* start DATA FOR THIS EXERCISE *
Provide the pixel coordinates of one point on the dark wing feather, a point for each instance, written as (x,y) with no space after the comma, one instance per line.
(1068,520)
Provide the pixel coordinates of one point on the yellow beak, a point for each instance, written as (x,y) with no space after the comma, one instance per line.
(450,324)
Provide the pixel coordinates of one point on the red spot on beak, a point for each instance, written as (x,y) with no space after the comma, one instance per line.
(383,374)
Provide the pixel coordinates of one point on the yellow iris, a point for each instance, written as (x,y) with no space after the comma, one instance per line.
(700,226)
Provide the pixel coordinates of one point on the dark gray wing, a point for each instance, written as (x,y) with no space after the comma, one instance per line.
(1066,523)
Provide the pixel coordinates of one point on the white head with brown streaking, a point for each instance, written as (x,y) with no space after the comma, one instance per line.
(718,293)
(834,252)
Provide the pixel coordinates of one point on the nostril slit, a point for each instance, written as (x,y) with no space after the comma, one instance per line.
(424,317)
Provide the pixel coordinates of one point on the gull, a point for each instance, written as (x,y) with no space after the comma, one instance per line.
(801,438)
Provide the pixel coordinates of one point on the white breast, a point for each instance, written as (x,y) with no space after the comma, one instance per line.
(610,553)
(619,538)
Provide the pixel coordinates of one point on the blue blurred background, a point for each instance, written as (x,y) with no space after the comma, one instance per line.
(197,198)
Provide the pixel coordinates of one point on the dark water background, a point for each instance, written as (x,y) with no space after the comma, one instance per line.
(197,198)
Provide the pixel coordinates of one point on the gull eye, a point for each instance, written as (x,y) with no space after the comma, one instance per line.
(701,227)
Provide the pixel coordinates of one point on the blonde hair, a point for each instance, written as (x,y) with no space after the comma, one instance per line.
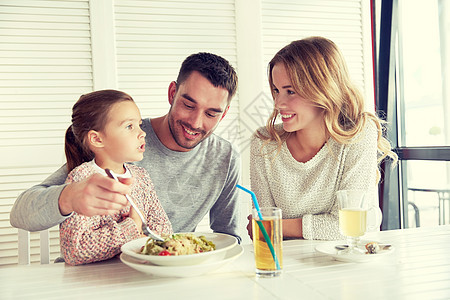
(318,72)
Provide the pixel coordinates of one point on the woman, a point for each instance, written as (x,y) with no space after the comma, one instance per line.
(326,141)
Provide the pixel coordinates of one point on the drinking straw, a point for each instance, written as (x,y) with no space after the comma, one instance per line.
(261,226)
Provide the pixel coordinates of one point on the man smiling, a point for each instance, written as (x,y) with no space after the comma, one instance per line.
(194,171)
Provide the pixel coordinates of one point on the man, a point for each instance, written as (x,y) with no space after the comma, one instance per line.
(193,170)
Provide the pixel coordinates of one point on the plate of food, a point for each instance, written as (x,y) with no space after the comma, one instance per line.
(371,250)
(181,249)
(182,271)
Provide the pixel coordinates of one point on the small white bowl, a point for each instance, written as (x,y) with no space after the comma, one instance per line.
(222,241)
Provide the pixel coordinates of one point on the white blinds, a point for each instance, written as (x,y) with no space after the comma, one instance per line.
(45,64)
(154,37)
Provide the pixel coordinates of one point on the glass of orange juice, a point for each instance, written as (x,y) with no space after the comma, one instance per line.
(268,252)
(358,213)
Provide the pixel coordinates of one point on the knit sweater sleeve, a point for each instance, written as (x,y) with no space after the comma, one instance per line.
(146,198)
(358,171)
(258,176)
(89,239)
* end DATA FOR THIS EXERCISE *
* start DATA FOR THIS EXERCISE *
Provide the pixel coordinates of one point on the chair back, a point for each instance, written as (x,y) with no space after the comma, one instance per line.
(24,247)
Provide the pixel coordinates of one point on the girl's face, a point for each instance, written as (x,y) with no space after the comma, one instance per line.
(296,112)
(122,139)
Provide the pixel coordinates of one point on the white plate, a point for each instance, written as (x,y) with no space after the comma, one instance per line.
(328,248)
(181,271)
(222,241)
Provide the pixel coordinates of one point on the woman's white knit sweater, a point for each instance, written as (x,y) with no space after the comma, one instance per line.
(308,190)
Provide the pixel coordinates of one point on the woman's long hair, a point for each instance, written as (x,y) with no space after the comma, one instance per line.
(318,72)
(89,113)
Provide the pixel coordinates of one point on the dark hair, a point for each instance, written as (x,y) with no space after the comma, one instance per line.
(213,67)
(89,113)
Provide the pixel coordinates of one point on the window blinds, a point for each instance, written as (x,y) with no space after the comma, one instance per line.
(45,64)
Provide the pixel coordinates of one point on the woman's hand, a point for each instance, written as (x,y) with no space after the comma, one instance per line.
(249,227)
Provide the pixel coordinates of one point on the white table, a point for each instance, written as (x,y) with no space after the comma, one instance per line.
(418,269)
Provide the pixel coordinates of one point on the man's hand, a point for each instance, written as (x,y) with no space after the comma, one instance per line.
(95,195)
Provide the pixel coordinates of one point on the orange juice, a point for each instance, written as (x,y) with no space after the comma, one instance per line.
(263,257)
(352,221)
* end DATA FOR THIS EXERCISE *
## WHAT IS BEING ASKED
Extract each line of the items above that contains the word "beak".

## SOLUTION TO THE EXERCISE
Provide the pixel coordinates of one point on the yellow beak, a point for each instance, written as (x,y) with no space after the comma, one instance per line.
Provide the pixel coordinates of one point on the red spot on beak, a point for each instance, written as (x,y) with no space after the comma, one instance per line.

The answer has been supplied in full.